*Text extract*.
----------

Commander

For nest-commander, a command is something that the CLI runner should do. This could be like @nestjs/cli’s start or build commands, or it could be something like git’s add or commit. To specify a command, all you need to do is decorate a class that extends the CommandRunner abstract class with the @Command() decorator. No need to use @Injectable() or anything else, the @Command() decorator will take care of allowing dependencies to be injected into the class.

Setting the Command Name and Arguments

The @Command() decorator takes in a set of options that allows the underlying commander package to handle the command properly. The options are things like the command’s name, its arguments, the description, the argsDescription and general options, all of which will get passed to commander and handled as described by their docs.

To set a command’s name, and make it the default actions, you would need to use the decorator as follows. Let’s make a command with the name my-exec. It will also take in a shell command to execute. We’ll call this, task.

@Command({
  name: 'my-exec',
  arguments: '<task>',
  options: { isDefault: true }
})
export class TaskRunner extends CommandRunner {
  async run(inputs: string[], options: Record<string, any>): Promise<void> {}
}

You’ll notice for the arguments we use angle brackets around the argument name. This specifies that the argument is required for the command, and commander will throw an error if it is not supplied. If, however, we wanted to make the argument optional, we could wrap it in square brackets instead like [task].

Now, to run this command, we’ll need to set up the CommandFactory and make use of one of the execution methods as described later in the docs. For now, we’ll just assume this application is installed globally under the crun name. Running the above command would then look like

crun my-exec 'echo Hello World!'
# OR
crun 'echo Hello World!'

We can use either of these because we set up the options: { isDefault: true } options.

----------

*Task instructions*.
Answer these questions from the Commander text:
(a) Which abstract class must a command class extend?
(b) What do square brackets around an argument name make that argument?
(c) Under what name does the text assume the application is installed globally?

----------

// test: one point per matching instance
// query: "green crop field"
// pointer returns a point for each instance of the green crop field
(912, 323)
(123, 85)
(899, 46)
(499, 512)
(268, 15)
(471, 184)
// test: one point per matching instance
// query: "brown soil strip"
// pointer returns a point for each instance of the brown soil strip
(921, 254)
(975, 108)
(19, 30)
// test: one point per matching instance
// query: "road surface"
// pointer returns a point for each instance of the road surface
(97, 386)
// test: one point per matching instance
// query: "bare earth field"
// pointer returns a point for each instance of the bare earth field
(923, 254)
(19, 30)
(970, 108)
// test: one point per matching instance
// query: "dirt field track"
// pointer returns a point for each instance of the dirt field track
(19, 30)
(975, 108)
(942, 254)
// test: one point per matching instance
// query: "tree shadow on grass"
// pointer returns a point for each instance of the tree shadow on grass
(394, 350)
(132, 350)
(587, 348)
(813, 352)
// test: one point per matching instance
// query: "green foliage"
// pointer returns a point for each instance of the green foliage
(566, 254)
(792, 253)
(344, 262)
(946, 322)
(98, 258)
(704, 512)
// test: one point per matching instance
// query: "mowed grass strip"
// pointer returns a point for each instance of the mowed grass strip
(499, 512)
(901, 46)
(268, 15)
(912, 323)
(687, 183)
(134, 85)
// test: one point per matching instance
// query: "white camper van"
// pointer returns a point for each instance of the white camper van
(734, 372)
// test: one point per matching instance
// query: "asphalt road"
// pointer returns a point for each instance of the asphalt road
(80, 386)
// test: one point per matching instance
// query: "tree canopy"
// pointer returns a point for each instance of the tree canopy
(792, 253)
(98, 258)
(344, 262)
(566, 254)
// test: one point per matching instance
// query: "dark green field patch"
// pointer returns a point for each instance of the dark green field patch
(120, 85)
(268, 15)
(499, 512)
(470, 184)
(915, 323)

----------

*Complete answer*.
(a) CommandRunner
(b) Optional
(c) crun